Exercise details: Drop the pictures and repeat the remaining data exactly.

Data excerpts:
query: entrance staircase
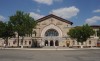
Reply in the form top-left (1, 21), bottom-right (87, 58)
top-left (43, 46), bottom-right (69, 49)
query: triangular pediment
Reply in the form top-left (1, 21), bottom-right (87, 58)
top-left (36, 14), bottom-right (73, 25)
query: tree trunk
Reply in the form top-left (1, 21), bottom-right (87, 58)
top-left (21, 36), bottom-right (24, 48)
top-left (4, 37), bottom-right (8, 47)
top-left (17, 34), bottom-right (19, 47)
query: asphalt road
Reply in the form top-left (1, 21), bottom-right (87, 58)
top-left (0, 49), bottom-right (100, 61)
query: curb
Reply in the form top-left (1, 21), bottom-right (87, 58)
top-left (1, 48), bottom-right (100, 51)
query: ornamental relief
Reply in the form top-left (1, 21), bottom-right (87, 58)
top-left (42, 22), bottom-right (47, 25)
top-left (56, 22), bottom-right (62, 25)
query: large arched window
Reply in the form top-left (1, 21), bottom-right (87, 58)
top-left (45, 29), bottom-right (59, 36)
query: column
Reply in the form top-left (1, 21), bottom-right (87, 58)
top-left (54, 41), bottom-right (55, 46)
top-left (48, 41), bottom-right (50, 46)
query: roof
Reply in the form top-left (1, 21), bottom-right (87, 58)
top-left (75, 25), bottom-right (100, 28)
top-left (90, 25), bottom-right (100, 28)
top-left (36, 14), bottom-right (73, 25)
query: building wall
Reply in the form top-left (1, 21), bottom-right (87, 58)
top-left (34, 18), bottom-right (71, 37)
top-left (0, 16), bottom-right (99, 48)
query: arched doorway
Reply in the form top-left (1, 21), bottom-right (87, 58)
top-left (50, 40), bottom-right (54, 46)
top-left (44, 29), bottom-right (59, 46)
top-left (55, 40), bottom-right (59, 46)
top-left (45, 40), bottom-right (48, 46)
top-left (66, 41), bottom-right (70, 47)
top-left (31, 39), bottom-right (38, 47)
top-left (97, 39), bottom-right (100, 47)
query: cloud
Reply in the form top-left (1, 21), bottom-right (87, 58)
top-left (33, 0), bottom-right (63, 5)
top-left (37, 9), bottom-right (40, 13)
top-left (50, 6), bottom-right (79, 19)
top-left (55, 0), bottom-right (63, 2)
top-left (0, 15), bottom-right (5, 21)
top-left (93, 9), bottom-right (100, 13)
top-left (85, 16), bottom-right (100, 25)
top-left (29, 12), bottom-right (44, 20)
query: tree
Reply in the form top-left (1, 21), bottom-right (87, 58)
top-left (68, 24), bottom-right (95, 48)
top-left (97, 28), bottom-right (100, 38)
top-left (9, 11), bottom-right (24, 47)
top-left (9, 11), bottom-right (37, 47)
top-left (22, 13), bottom-right (37, 36)
top-left (0, 21), bottom-right (15, 46)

Your solution:
query: entrance staircase
Reply in the form top-left (1, 21), bottom-right (87, 58)
top-left (43, 46), bottom-right (69, 49)
query: triangular pediment
Reply in the form top-left (1, 21), bottom-right (87, 58)
top-left (36, 14), bottom-right (73, 25)
query: tree trunk
Reply in the form top-left (1, 21), bottom-right (87, 58)
top-left (21, 36), bottom-right (24, 48)
top-left (4, 37), bottom-right (8, 47)
top-left (17, 34), bottom-right (19, 47)
query: asphalt road
Reply in the form top-left (1, 21), bottom-right (87, 58)
top-left (0, 49), bottom-right (100, 61)
query: curb
Reply in the form top-left (1, 21), bottom-right (87, 58)
top-left (1, 48), bottom-right (100, 51)
query: ornamental relief
Reply in the form top-left (1, 21), bottom-right (87, 58)
top-left (42, 22), bottom-right (47, 25)
top-left (56, 22), bottom-right (62, 25)
query: large arched window
Reply in the form top-left (1, 21), bottom-right (87, 58)
top-left (45, 29), bottom-right (59, 36)
query: column
Reply in the form top-left (1, 21), bottom-right (87, 58)
top-left (54, 41), bottom-right (55, 46)
top-left (48, 41), bottom-right (50, 46)
query: roof
Reply in the form top-left (1, 21), bottom-right (87, 58)
top-left (75, 25), bottom-right (100, 28)
top-left (90, 25), bottom-right (100, 28)
top-left (36, 14), bottom-right (73, 25)
query: building wall
Reply in the form top-left (1, 21), bottom-right (87, 58)
top-left (34, 18), bottom-right (71, 37)
top-left (0, 16), bottom-right (99, 48)
query: arched doorway
Reply in the form top-left (1, 21), bottom-right (87, 58)
top-left (50, 40), bottom-right (54, 46)
top-left (44, 29), bottom-right (59, 46)
top-left (55, 40), bottom-right (59, 46)
top-left (45, 40), bottom-right (48, 46)
top-left (66, 41), bottom-right (70, 47)
top-left (31, 39), bottom-right (38, 47)
top-left (97, 39), bottom-right (100, 47)
query: cloud
Reply in the form top-left (1, 21), bottom-right (87, 58)
top-left (33, 0), bottom-right (63, 5)
top-left (37, 9), bottom-right (40, 13)
top-left (50, 6), bottom-right (79, 19)
top-left (55, 0), bottom-right (63, 2)
top-left (0, 15), bottom-right (5, 21)
top-left (93, 9), bottom-right (100, 13)
top-left (85, 16), bottom-right (100, 25)
top-left (29, 12), bottom-right (44, 20)
query: tree
Reply in the form top-left (1, 21), bottom-right (87, 58)
top-left (68, 24), bottom-right (95, 48)
top-left (97, 28), bottom-right (100, 38)
top-left (9, 11), bottom-right (24, 47)
top-left (9, 11), bottom-right (37, 47)
top-left (22, 13), bottom-right (37, 36)
top-left (0, 21), bottom-right (15, 46)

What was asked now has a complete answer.